• **Given instruction**
Update the material from its start through the line containing "Now the frost" by replacing "frost on ground" with "ground frost". Leave everything else unchanged.

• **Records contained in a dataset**

+===+

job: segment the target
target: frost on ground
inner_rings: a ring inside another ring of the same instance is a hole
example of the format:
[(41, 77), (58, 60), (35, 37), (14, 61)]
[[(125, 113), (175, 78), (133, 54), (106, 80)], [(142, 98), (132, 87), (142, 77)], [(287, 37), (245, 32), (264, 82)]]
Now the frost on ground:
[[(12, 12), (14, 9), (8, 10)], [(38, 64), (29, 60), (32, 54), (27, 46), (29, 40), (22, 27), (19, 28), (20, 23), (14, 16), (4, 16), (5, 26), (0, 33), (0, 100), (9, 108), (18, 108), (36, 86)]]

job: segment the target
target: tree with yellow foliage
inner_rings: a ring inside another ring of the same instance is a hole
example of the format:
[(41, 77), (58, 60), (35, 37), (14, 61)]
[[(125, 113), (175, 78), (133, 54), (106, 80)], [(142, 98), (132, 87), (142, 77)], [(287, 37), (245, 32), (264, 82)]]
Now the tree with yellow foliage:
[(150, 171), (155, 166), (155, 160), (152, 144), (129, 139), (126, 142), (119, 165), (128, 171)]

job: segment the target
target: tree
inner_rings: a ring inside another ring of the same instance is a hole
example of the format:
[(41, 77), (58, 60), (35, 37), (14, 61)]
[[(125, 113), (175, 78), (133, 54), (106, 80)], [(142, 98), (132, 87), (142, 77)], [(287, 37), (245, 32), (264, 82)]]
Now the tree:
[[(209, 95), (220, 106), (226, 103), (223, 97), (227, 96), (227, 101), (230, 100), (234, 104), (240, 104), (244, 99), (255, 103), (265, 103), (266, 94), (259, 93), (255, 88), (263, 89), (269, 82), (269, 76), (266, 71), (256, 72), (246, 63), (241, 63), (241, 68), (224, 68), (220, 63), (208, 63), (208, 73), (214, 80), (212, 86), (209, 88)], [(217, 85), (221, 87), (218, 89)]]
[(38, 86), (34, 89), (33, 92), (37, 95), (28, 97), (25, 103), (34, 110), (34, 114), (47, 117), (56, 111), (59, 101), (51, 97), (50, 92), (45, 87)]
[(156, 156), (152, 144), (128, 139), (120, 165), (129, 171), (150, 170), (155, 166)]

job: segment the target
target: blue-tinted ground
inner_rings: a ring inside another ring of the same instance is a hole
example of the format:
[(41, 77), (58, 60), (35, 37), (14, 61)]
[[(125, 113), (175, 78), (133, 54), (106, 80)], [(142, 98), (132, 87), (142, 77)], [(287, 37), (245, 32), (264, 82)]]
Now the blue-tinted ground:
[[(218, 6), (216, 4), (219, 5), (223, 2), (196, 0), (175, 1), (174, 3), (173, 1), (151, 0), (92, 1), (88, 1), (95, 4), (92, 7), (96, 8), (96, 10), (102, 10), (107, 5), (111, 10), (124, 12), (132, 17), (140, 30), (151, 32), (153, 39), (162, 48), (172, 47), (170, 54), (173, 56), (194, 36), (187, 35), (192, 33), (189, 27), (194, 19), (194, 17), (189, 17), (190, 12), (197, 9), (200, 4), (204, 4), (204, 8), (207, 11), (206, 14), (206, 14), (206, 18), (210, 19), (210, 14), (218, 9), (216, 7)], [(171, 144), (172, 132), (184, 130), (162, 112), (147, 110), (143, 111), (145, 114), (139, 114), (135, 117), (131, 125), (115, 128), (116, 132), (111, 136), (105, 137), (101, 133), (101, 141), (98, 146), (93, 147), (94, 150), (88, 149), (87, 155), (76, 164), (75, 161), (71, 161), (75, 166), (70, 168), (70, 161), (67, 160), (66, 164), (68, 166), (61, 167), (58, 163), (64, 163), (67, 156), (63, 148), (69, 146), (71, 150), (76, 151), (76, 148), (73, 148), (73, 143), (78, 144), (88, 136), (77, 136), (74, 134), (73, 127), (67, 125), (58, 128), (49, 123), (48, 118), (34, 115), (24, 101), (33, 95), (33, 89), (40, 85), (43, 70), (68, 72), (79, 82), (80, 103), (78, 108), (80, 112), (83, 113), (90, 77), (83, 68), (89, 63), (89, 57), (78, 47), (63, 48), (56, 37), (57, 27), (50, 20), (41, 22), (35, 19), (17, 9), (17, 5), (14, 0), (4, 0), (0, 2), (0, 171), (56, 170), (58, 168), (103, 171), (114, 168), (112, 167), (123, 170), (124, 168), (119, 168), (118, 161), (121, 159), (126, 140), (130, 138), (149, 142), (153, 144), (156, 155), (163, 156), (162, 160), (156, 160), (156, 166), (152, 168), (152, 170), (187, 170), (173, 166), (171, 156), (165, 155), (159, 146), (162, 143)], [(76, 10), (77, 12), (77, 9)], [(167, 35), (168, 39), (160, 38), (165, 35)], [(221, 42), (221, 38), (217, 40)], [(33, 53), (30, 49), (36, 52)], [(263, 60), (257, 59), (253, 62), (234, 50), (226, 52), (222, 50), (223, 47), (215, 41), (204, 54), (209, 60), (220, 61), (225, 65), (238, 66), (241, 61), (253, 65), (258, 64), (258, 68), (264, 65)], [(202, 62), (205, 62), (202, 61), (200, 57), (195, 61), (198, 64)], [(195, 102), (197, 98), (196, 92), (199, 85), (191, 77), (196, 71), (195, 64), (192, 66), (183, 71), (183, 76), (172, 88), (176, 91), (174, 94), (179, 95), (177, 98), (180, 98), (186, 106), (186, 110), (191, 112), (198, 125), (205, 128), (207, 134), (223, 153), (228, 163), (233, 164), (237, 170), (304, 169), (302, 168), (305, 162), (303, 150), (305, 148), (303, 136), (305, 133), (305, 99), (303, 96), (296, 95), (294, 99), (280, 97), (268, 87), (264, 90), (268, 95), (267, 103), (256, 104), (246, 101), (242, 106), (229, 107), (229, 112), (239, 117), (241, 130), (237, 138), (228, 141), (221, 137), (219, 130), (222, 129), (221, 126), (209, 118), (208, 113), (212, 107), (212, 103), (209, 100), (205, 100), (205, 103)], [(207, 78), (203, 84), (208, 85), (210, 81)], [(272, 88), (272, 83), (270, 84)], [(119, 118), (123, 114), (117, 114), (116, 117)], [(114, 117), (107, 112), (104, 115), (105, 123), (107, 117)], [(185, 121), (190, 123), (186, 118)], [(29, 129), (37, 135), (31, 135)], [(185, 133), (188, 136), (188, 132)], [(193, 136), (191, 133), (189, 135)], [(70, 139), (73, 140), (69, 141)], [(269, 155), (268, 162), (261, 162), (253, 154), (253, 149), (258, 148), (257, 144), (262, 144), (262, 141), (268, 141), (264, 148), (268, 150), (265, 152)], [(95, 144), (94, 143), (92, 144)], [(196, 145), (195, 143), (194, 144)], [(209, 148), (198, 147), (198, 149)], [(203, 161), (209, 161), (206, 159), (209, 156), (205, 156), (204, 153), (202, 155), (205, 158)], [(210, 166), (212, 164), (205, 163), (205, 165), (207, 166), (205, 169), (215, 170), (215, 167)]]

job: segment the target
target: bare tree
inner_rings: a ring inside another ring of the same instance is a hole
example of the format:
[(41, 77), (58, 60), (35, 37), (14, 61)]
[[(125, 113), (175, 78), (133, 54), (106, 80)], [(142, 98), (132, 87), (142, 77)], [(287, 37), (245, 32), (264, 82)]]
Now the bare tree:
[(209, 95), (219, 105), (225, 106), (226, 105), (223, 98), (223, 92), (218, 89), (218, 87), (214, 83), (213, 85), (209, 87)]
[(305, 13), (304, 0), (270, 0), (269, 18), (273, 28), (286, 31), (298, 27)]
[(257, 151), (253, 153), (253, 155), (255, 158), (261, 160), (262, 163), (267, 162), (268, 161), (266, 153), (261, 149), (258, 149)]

+===+

• **Answer for this exercise**
job: segment the target
target: ground frost
inner_rings: a ring inside another ring of the same instance is a hole
example of the format:
[(41, 77), (58, 60), (35, 37), (14, 61)]
[[(125, 113), (175, 78), (133, 54), (106, 80)], [(142, 98), (132, 87), (142, 77)], [(287, 37), (245, 32), (264, 82)]]
Now the ground frost:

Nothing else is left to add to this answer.